[[ Material provided, beginning ]]

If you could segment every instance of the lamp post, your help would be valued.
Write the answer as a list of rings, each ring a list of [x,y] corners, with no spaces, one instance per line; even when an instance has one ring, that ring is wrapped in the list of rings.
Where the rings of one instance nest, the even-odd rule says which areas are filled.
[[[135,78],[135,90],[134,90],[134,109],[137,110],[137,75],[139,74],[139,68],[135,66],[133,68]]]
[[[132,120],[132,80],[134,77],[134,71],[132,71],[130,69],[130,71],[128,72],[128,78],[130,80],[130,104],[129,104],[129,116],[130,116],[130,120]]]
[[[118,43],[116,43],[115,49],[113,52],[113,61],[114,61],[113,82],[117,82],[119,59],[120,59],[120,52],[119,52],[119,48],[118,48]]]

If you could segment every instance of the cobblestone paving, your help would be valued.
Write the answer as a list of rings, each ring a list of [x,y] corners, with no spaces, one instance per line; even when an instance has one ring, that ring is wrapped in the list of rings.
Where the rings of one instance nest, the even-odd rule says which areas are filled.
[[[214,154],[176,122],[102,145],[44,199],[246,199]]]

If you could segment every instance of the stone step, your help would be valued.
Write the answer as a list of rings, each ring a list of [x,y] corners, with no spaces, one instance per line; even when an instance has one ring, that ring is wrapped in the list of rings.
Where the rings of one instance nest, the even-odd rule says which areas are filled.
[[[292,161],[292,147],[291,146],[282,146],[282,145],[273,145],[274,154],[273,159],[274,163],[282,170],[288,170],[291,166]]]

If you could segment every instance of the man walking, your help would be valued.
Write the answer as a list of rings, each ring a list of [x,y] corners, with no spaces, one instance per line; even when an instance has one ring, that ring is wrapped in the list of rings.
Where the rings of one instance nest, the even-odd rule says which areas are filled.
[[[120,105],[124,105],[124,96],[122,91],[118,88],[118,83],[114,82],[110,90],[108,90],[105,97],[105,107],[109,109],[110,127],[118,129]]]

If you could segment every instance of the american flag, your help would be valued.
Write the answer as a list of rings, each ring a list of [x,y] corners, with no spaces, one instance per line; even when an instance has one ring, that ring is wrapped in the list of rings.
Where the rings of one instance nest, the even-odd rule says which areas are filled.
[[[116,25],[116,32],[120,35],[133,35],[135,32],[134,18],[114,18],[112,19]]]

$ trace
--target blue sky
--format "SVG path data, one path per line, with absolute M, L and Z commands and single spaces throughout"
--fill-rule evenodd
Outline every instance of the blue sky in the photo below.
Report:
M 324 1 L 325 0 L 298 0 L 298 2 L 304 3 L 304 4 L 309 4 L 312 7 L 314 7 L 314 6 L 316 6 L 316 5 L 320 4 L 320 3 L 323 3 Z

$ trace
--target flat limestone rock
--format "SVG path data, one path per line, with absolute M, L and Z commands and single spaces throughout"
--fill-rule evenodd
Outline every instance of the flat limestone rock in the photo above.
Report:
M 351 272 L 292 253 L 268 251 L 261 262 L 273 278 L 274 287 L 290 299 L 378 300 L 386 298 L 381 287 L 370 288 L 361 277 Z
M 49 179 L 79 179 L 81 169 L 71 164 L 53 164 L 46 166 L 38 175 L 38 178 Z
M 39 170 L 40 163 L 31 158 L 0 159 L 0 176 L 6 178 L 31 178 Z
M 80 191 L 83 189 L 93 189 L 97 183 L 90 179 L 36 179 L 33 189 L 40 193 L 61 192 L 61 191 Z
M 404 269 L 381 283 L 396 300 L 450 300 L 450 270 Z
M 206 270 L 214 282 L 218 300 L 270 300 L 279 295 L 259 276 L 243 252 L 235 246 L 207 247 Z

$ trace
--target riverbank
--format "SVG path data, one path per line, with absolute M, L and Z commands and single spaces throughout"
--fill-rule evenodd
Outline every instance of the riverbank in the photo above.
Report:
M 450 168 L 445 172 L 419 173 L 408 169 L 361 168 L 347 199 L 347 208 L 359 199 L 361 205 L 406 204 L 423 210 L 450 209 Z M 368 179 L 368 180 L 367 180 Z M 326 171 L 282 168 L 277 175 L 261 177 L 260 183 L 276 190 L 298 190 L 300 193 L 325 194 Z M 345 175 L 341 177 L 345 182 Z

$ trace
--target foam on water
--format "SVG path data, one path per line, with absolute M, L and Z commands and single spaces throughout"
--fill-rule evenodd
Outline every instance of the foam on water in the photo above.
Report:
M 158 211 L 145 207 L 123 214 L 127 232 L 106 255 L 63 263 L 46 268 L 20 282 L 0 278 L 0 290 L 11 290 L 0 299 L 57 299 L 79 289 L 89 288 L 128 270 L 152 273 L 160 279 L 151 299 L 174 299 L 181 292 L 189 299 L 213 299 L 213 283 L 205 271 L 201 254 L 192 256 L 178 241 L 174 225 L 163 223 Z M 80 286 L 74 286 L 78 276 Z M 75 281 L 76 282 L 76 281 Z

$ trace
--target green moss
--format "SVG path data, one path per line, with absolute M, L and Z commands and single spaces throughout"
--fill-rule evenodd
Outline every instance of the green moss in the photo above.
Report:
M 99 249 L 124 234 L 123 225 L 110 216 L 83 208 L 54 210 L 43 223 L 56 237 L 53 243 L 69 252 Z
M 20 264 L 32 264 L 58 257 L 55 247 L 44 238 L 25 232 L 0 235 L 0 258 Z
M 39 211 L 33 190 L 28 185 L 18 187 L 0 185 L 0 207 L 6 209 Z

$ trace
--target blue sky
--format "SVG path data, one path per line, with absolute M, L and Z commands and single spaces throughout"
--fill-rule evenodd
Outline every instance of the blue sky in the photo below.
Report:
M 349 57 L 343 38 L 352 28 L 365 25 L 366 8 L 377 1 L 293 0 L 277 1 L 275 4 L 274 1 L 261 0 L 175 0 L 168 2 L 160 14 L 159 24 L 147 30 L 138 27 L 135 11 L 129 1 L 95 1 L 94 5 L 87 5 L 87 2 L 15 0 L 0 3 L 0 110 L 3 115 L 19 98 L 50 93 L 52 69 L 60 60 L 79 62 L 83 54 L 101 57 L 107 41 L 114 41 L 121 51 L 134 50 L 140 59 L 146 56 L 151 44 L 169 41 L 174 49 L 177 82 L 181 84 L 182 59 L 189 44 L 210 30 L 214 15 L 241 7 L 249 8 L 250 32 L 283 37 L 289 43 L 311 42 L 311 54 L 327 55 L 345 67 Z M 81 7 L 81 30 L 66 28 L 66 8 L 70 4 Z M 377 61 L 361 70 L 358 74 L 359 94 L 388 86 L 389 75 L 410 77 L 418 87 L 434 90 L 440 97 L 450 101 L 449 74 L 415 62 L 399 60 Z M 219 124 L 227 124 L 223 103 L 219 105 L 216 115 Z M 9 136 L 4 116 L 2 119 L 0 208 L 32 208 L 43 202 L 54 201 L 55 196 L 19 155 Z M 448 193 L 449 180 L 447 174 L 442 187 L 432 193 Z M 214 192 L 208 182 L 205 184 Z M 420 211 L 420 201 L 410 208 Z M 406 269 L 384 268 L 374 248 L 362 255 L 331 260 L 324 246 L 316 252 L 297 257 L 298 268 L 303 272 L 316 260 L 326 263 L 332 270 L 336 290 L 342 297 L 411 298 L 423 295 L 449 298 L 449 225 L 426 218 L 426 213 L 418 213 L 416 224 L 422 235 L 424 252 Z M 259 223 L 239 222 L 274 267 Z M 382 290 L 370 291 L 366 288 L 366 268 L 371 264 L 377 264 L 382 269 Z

[[ Material provided, end ]]

*Aim of the task:* The reply should consist solely of the lines above from the one that has "--target flat limestone rock" through the one that has "Outline every instance of the flat", reproduced exactly.

*Written response:*
--target flat limestone rock
--format "SVG path data, one path per line, with absolute M, L and Z commands and single spaces throughout"
--fill-rule evenodd
Outline every instance of the flat limestone rock in the photo above.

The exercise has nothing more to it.